Fig. 14.1
Different types of atherosclerotic plaque. The leftmost image in Panel is a three-dimensional drawing of a normal vessel. The accumulation of macrophages and lipids can lead to large lipid cores and thin fibrous caps (further images in Panel A) and finally the rupture of the plaque cap and luminal clot formation (rightmost image in Panel A). The first image in Panel B show erosion-prone plaque with proteoglycan matrix in a smooth muscle cell-rich lesion. This can lead to plaque erosion and subocclusive thrombus formation (second image in Panel B). Intraplaque hemorrhage secondary to leaking vasa vasorum is shown in the plaque in the middle image in Panel B. The aforementioned plaque will be noncalcified on CT. Calcified nodules that only protrude into the lumen in the beginning can grow and become chronically stenotic plaques with severe calcification and old thrombus, resulting in an eccentric lumen (last two images in Panel B) (Adapted from Naghavi et al. Circulation 2003)
There are extensive evidence-based data in support of calcium scoring, in particular in asymptomatic, intermediate-risk populations, documenting that the amount of calcium predicts the risk of future events (Chap. 11).
The identification of noncalcified plaque and the assessment of the overall plaque burden are more complex and require outlining the lumen with contrast. Preclinical CT plaque imaging of ex-vivo arteries after static filling or perfusion of the lumen with contrast medium and in-vivo imaging of animal models with subsequent histologic verification have been performed for validation of plaque imaging. Plaque imaging using standard clinical contrast-enhanced CT protocols has been validated against IVUS. These studies have demonstrated reliable identification of calcified and noncalcified plaque (Table 14.1).
Table 14.1
Accuracy of plaque detection with CT in comparison to IVUS
Study | Scanner type | N | Sensitivity (%) | Specificity (%) |
|---|---|---|---|---|
Achenbach et al. Circulation 2004 | 16-row | 22 | 94 | 86 |
Leber et al. JACC 2004 | 16-row | 58 | 85 | 92 |
Leber et al. JACC 2006 | 64-row | 20 | 92 | 94 |
Sun et al. AJR 2008 | 64-row | 26 | 96 | 90 |
Petranovic et al. JCCT 2009 | 64-row | 11 | 96 | 89 |
14.2.2 Plaque Characterization
Characterization of plaque components based on tissue attenuation in Hounsfield units (HU) allows differentiation into broad groups of noncalcified, mixed, and calcified plaque types (Figs. 14.2, 14.3, 14.4, and 14.5). Comparison of the plaque types differentiated by CT with IVUS plaque characterization has revealed a correlation between IVUS echodensity and HU values, but significant overlap of attenuation values between the different noncalcified plaque types, in particular between lipid-rich and fibrous plaque components (Table 14.2). In addition, CT studies demonstrate that the attenuation of plaques is influenced by contrast density in the lumen and by contrast enhancement of the vessel wall itself. Furthermore, the visualization of relatively small HU differences between different plaque components is probably affected by the imaging technique used. The impact of low-dose CTA acquisition including imaging with lower tube voltage (kV), tube current (mA), and novel reconstruction algorithms, such as iterative reconstruction, on plaque imaging is incompletely understood. Importantly, it should be noted that IVUS echodensity has limited value as a reference standard because it correlates only modestly with histology.

· · · · ·

Instructions for the task =
Can you quote the passage on CT plaque imaging between "The identification of" and "plaque (Table 14.1).", inclusive? You won't need the lines after this passage for anything here.

Data shown =
· · · · ·

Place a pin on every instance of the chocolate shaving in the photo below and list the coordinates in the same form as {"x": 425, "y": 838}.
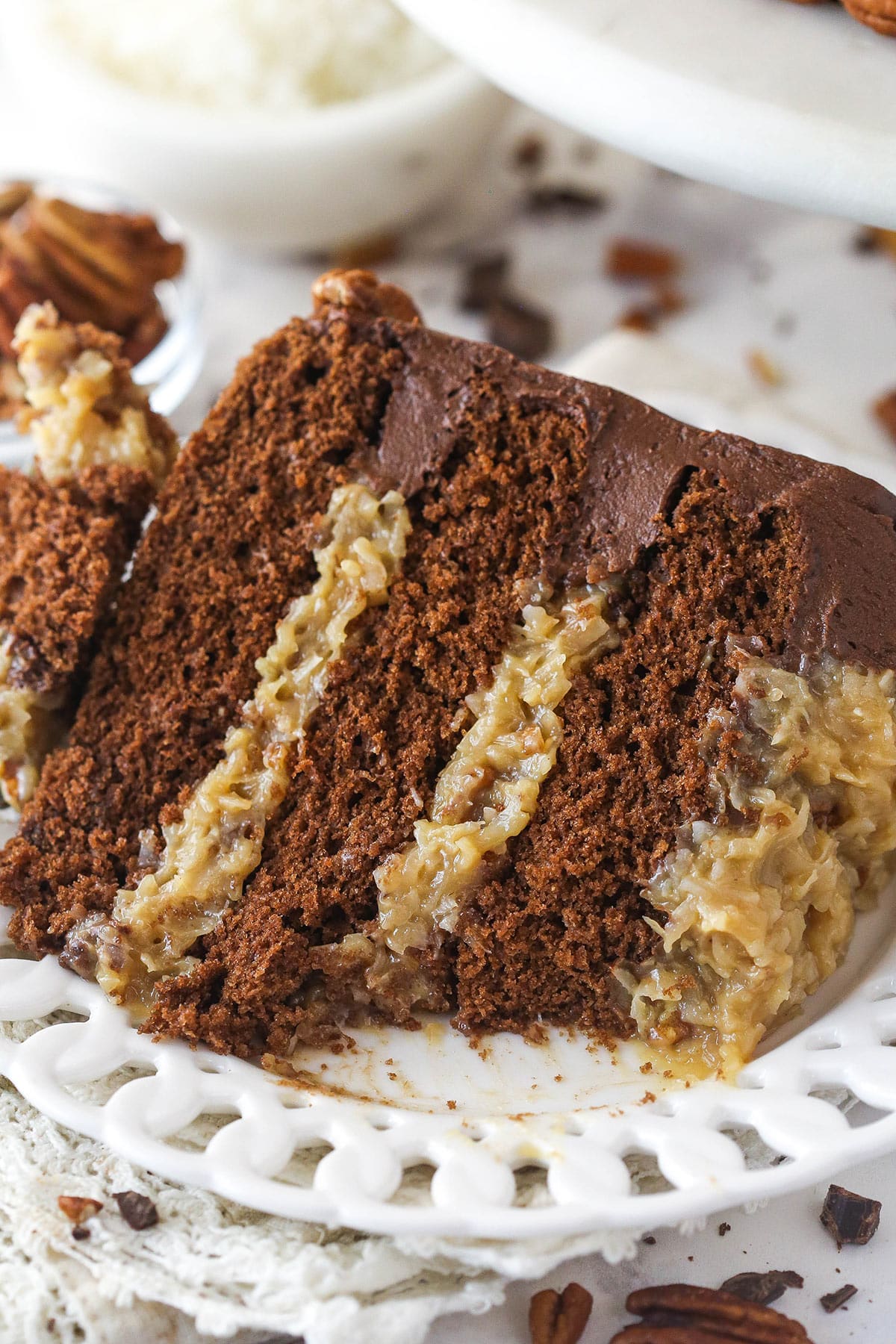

· · · · ·

Response to this exercise =
The identification of noncalcified plaque and the assessment of the overall plaque burden are more complex and require outlining the lumen with contrast. Preclinical CT plaque imaging of ex-vivo arteries after static filling or perfusion of the lumen with contrast medium and in-vivo imaging of animal models with subsequent histologic verification have been performed for validation of plaque imaging. Plaque imaging using standard clinical contrast-enhanced CT protocols has been validated against IVUS. These studies have demonstrated reliable identification of calcified and noncalcified plaque (Table 14.1).